Document:
The same thought process applies in South Florida. Last year, the ridiculous Florida reunion game at SunLife Stadum, which was held in the University of Miami’s stadium and which celebrated the starting quarterback of the visiting team, sold tickets. And that was Tebow’s first start of 2012. If they’d played that game later in the season, the place would have been full of Tebowmaniacs of every size, shape, and rooting interest.
Besides, at a time when a string of coaches and quarterbacks are telling owner Stephen Ross “no thanks,” Tebow cant’ turn down the Dolphins. He goes where the contract goes, and Tebow isn’t wired to gripe.
For that reason, don’t rule out the Patriots, who could trade for him and move him to a new position and cash in from Tebowmania while also being competitive. It’s not like he can make a case for sending Tom Brady to the bench, and Tebow would be reunited with Josh McDaniels, who drafted Tebow two years ago. So Tebow would have to smile and bear it, and play whenever and wherever he gets a chance. (Given Bill Belichick’s fondness for two-way players, Tebow could also play a little linebacker, in theory.)
While the Broncos retain the exclusive ability to do whatever they want with Tebow, we fully expect the league office to work behind the scenes to place Tebow in the city that meshes with the league’s best interests. In New England, they don’t need Tebow in order to sell tickets; in Jacksonville and Miami, they do.
And even though the chase for a championship fuels the passions of the fans, it means nothing unless it can be converted into cold hard cash. That’s why the Jaguars and Dolphins should be salivating over the prospect of bringing Tebowmania to town, permanently.

Supplied information:

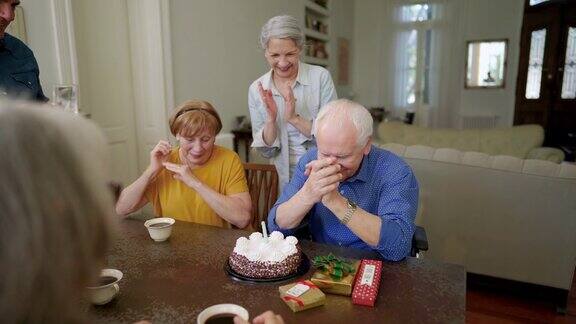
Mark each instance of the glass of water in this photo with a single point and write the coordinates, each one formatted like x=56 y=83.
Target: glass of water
x=66 y=97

Work required:
Decide whether each statement below agrees with the Tebow article above. Answer yes or no for each, quoting the article's deciding words.
1. Josh McDaniels was the one who drafted Tebow.
2. The Florida reunion game was played in the Jaguars' stadium.
3. The Patriots need Tebow in order to sell tickets.

Result for this exercise:
1. Yes: "Josh McDaniels, who drafted Tebow two years ago."
2. No: "which was held in the University of Miami’s stadium."
3. No: "In New England, they don’t need Tebow in order to sell tickets."